↓↓↓

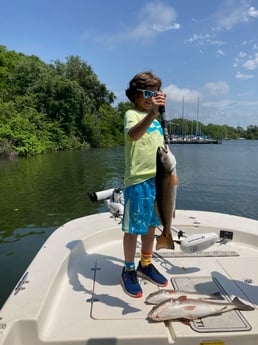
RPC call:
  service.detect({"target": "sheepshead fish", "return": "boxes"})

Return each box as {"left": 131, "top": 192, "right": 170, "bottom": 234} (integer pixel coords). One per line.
{"left": 155, "top": 145, "right": 178, "bottom": 250}
{"left": 148, "top": 295, "right": 254, "bottom": 321}
{"left": 145, "top": 289, "right": 222, "bottom": 305}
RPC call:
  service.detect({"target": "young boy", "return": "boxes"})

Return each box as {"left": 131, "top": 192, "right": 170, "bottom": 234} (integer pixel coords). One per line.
{"left": 121, "top": 71, "right": 168, "bottom": 298}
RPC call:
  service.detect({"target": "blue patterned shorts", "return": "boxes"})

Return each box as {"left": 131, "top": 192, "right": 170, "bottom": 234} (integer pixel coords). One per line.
{"left": 122, "top": 178, "right": 161, "bottom": 235}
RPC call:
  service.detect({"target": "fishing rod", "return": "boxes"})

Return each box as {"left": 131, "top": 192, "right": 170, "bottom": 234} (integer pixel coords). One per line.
{"left": 159, "top": 106, "right": 169, "bottom": 144}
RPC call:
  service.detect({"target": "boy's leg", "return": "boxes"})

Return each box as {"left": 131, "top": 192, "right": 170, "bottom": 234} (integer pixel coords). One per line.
{"left": 123, "top": 232, "right": 138, "bottom": 262}
{"left": 137, "top": 226, "right": 168, "bottom": 287}
{"left": 121, "top": 233, "right": 142, "bottom": 298}
{"left": 141, "top": 226, "right": 155, "bottom": 253}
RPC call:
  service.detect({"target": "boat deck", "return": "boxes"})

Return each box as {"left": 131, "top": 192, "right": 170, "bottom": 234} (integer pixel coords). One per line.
{"left": 0, "top": 211, "right": 258, "bottom": 345}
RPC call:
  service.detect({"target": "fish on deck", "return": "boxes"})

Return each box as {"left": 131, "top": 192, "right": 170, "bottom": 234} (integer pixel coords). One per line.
{"left": 145, "top": 289, "right": 222, "bottom": 305}
{"left": 147, "top": 295, "right": 255, "bottom": 321}
{"left": 155, "top": 145, "right": 178, "bottom": 250}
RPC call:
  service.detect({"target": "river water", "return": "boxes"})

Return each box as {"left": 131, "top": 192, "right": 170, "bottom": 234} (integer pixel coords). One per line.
{"left": 0, "top": 140, "right": 258, "bottom": 308}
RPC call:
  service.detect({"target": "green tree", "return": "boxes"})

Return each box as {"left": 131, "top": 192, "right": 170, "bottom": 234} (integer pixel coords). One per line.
{"left": 1, "top": 45, "right": 258, "bottom": 159}
{"left": 246, "top": 125, "right": 258, "bottom": 139}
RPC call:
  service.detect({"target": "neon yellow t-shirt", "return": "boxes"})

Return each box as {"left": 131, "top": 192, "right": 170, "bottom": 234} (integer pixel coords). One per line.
{"left": 124, "top": 109, "right": 164, "bottom": 187}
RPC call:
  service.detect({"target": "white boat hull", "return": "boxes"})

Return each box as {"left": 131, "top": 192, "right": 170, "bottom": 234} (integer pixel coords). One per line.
{"left": 0, "top": 210, "right": 258, "bottom": 345}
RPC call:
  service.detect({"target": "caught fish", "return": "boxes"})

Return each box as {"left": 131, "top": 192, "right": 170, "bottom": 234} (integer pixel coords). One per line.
{"left": 148, "top": 295, "right": 254, "bottom": 321}
{"left": 155, "top": 145, "right": 178, "bottom": 250}
{"left": 145, "top": 289, "right": 222, "bottom": 305}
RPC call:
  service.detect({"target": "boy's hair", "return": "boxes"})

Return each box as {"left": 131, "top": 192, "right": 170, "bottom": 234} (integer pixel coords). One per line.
{"left": 125, "top": 71, "right": 162, "bottom": 103}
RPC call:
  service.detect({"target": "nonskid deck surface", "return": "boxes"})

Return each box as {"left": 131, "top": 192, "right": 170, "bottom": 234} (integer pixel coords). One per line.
{"left": 1, "top": 211, "right": 258, "bottom": 345}
{"left": 40, "top": 214, "right": 258, "bottom": 342}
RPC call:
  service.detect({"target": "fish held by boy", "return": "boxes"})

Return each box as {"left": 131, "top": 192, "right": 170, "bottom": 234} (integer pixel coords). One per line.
{"left": 145, "top": 289, "right": 222, "bottom": 305}
{"left": 147, "top": 295, "right": 255, "bottom": 321}
{"left": 155, "top": 145, "right": 178, "bottom": 250}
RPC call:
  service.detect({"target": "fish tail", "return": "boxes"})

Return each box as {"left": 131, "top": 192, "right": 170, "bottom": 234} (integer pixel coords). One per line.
{"left": 232, "top": 297, "right": 255, "bottom": 311}
{"left": 156, "top": 227, "right": 175, "bottom": 250}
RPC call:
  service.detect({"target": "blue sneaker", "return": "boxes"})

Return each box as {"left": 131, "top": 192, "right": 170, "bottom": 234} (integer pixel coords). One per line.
{"left": 121, "top": 267, "right": 143, "bottom": 298}
{"left": 137, "top": 261, "right": 168, "bottom": 287}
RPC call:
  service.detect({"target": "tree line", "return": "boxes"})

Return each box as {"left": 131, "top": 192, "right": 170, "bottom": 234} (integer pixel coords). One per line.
{"left": 0, "top": 46, "right": 257, "bottom": 159}
{"left": 167, "top": 118, "right": 258, "bottom": 140}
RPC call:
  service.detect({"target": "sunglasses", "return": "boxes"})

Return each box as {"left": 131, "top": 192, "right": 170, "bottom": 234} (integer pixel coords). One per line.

↑↑↑

Find each line above that contains "tree", and copy those lines.

| Response area |
  service.detect({"target": "green tree", "return": "boxes"})
  service.detect({"target": "tree line", "return": "boxes"})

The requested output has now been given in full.